TASK STATEMENT: Set out every line of the listing below as a numbered list, omitting any blank lines.

RECORDS SHOWN:
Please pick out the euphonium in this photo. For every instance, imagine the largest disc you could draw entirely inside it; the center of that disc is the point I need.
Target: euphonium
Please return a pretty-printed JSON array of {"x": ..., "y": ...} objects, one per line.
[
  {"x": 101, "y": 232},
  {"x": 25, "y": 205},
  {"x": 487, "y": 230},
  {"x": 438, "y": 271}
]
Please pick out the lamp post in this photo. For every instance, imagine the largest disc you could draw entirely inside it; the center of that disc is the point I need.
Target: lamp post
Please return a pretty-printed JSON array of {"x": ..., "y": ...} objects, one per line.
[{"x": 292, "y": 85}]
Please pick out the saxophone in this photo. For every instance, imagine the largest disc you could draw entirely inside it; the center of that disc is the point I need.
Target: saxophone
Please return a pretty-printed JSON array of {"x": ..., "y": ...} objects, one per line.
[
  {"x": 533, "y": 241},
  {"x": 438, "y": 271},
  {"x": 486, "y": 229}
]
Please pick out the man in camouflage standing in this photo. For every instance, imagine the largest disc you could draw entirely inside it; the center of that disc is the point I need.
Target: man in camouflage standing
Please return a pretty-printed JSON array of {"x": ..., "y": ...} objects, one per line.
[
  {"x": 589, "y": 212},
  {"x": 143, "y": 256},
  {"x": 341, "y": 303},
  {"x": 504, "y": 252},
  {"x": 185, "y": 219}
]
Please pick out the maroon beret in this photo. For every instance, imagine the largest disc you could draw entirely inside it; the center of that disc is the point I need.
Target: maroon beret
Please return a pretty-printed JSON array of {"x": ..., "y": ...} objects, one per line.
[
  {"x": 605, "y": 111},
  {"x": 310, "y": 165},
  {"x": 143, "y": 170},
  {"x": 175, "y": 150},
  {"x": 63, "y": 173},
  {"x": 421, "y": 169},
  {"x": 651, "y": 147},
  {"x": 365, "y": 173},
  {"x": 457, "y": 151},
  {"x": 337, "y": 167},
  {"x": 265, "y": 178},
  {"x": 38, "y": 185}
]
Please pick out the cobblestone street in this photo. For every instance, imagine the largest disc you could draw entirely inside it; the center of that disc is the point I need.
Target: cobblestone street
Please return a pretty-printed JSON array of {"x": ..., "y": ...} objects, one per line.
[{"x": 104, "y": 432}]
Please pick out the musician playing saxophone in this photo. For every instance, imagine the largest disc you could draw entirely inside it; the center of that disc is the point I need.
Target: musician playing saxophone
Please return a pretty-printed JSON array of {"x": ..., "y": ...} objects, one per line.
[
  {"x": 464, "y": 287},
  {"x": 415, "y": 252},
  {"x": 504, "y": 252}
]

ANSWER FOR THE TASK:
1. Please pick out the euphonium in this photo. For every instance, imagine the largest disc you could draw entirely inside it; the center of that disc is the point I need.
2. Target: euphonium
3. Please return a pretty-printed JSON array of {"x": ..., "y": ...} objects, one per line.
4. [
5.   {"x": 101, "y": 232},
6.   {"x": 25, "y": 205},
7.   {"x": 487, "y": 230},
8.   {"x": 438, "y": 271}
9. ]
10. Please pick out the lamp post in this photo. For every instance, imagine the largest disc you could draw entirely inside it; the center of that disc is the point I need.
11. Target: lamp post
12. Please return a pretty-printed JSON array of {"x": ..., "y": ...} objects, one per line.
13. [{"x": 292, "y": 85}]
14. Please pick out the saxophone in this photo. For every instance, imagine the largest disc you could draw entirely inside it; the center of that disc is the point I need.
15. Target: saxophone
16. Please return a pretty-printed JSON array of {"x": ..., "y": ...} objects, one per line.
17. [
18.   {"x": 533, "y": 241},
19.   {"x": 438, "y": 271},
20.   {"x": 486, "y": 229}
21. ]
22. Please pick out the man in camouflage standing in this photo. For every instance, imagine the largest disc you could draw entirely inside it; the center of that disc is the point I need.
23. Target: man in camouflage standing
24. Please return a pretty-printed JSON array of {"x": ..., "y": ...} objects, one per line.
25. [
26.   {"x": 589, "y": 212},
27.   {"x": 143, "y": 256},
28.   {"x": 341, "y": 303},
29.   {"x": 504, "y": 252},
30.   {"x": 185, "y": 219}
31. ]
32. Please pick out the maroon beret in this photo. For every instance, imagine the largest disc you could draw entirely inside it; the center of that disc is the point I need.
33. Target: maroon beret
34. Please return a pretty-printed JSON array of {"x": ..., "y": ...} objects, one per line.
35. [
36.   {"x": 605, "y": 111},
37.   {"x": 310, "y": 165},
38.   {"x": 143, "y": 170},
39.   {"x": 175, "y": 150},
40.   {"x": 63, "y": 173},
41.   {"x": 421, "y": 169},
42.   {"x": 651, "y": 147},
43.   {"x": 365, "y": 173},
44.   {"x": 457, "y": 151},
45.   {"x": 337, "y": 167},
46.   {"x": 265, "y": 178},
47.   {"x": 38, "y": 185}
48. ]
49. Please pick out the cobblestone street in this photo. For every instance, imagine the largest disc you could draw entirely inside it; the center of that disc is the point I need.
50. Target: cobblestone street
51. Please return a pretty-printed JSON array of {"x": ..., "y": ...} objects, one per line.
52. [{"x": 104, "y": 432}]
53. Please pick out the musician playing saxophone in this photo. For every instance, imagine the largest disc you could draw entirely inside it; the center of that disc is the point I need.
54. Target: musician playing saxophone
55. Please return a pretty-printed JSON array of {"x": ..., "y": ...} objects, one per line.
56. [
57.   {"x": 464, "y": 287},
58.   {"x": 415, "y": 252},
59.   {"x": 504, "y": 252}
60. ]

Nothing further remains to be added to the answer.